**Text provided**
•••

Los Angeles artists in the 1960s-70s


These artists brought this duality into the picture plane. In the words of Robert Rauschenberg, ‘A picture is more like the real world when it’s made out of the real world.’ While the ‘combine’ artist, who synthesised painting and sculpture in elaborate assemblages, lived and worked in New York, he was a frequent visitor to LA, where he collaborated with the city’s renowned print studios. He befriended Lear in the 1970s on one such trip while working with the famed Gemini Graphic Editions Limited. In 2018 Lear lent Rauschenberg’s Rodeo Palace (Spread) from his collection to Rauschenberg: In and About L.A. at LACMA.

Another East Coast artist, Ellsworth Kelly, had his first LA solo exhibition at Ferus gallery in 1966, where visitors, according to one critic, were ‘bathed in the senses of pure pigment.’ Like Rauschenberg, Kelly worked with Gemini G.E.L., with whom he created more than 300 prints and editioned sculptures.

Kelly emerged as one of the leading proponents of ‘hard-edge’ abstraction—a term coined by a Los Angeles Times art critic in 1959 to describe a new iteration of abstraction that prized pure colour, shape and form. In paintings like Blue Pale Gray (1960), Kelly emphasises the flatness of the canvas with a limited colour palette and a bold, suspended shape that appears to sit on the surface like cut paper.

•••

[Stored items]

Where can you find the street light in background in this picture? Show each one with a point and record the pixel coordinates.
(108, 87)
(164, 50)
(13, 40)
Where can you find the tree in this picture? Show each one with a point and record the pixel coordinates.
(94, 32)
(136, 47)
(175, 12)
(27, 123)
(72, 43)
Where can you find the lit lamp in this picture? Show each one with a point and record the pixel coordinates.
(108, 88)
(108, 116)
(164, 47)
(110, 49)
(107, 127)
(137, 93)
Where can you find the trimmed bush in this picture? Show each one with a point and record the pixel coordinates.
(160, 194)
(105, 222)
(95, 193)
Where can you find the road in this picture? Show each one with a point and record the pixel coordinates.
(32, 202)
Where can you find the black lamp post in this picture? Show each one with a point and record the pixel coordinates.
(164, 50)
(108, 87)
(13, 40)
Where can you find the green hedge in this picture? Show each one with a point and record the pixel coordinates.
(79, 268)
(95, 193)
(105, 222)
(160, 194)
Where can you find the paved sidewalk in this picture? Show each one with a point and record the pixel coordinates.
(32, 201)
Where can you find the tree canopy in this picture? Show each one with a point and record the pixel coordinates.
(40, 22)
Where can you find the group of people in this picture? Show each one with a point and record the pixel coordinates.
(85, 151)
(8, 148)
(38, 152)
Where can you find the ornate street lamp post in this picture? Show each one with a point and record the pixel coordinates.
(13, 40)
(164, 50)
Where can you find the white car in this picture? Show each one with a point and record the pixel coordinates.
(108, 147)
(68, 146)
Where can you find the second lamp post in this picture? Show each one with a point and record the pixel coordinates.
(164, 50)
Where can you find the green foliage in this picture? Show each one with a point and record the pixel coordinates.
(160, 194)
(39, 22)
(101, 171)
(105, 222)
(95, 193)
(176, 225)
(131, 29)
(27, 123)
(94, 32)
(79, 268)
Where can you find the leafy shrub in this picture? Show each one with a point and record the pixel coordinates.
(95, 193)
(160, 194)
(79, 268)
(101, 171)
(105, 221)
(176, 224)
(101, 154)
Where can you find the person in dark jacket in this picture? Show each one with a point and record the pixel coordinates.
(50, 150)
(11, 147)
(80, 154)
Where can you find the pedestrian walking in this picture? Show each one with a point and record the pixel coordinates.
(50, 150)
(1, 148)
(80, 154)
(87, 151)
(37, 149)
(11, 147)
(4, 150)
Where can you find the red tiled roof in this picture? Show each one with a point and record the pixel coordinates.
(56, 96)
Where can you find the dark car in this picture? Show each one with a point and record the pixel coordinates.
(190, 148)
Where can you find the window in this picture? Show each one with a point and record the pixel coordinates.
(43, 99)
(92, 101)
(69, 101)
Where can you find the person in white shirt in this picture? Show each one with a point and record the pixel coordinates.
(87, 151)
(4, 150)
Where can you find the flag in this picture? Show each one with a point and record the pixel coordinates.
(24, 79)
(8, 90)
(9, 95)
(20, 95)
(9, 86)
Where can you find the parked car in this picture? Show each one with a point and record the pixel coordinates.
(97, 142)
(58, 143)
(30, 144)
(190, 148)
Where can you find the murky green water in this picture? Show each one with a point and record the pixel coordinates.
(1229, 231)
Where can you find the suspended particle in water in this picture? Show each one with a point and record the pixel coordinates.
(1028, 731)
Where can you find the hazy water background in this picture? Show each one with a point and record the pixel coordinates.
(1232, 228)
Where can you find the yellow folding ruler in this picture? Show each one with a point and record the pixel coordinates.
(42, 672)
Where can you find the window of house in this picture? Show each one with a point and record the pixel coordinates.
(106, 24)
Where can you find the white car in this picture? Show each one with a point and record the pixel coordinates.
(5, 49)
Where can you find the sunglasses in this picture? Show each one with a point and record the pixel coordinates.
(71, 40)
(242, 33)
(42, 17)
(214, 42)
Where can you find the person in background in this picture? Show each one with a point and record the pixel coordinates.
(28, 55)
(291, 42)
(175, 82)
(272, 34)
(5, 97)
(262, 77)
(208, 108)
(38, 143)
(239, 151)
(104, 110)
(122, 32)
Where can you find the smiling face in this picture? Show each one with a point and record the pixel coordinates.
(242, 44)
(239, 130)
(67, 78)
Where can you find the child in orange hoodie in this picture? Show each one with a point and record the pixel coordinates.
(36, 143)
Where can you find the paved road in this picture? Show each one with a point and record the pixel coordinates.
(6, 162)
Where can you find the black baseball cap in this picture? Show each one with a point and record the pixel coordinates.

•••

**Work item**
Summarize the passage about Los Angeles artists in two sentences. The stored lines are separate material and are unrelated to the passage about Los Angeles artists.

**Task result**
Robert Rauschenberg, a New York artist who combined painting and sculpture, often visited LA to work with its print studios, and on one such trip in the 1970s, while working with Gemini Graphic Editions Limited, he befriended Lear. Ellsworth Kelly, who had his first LA solo exhibition at Ferus gallery in 1966 and made more than 300 prints and editioned sculptures with Gemini G.E.L., became a leading proponent of hard-edge abstraction, a style that prized pure color, shape and form.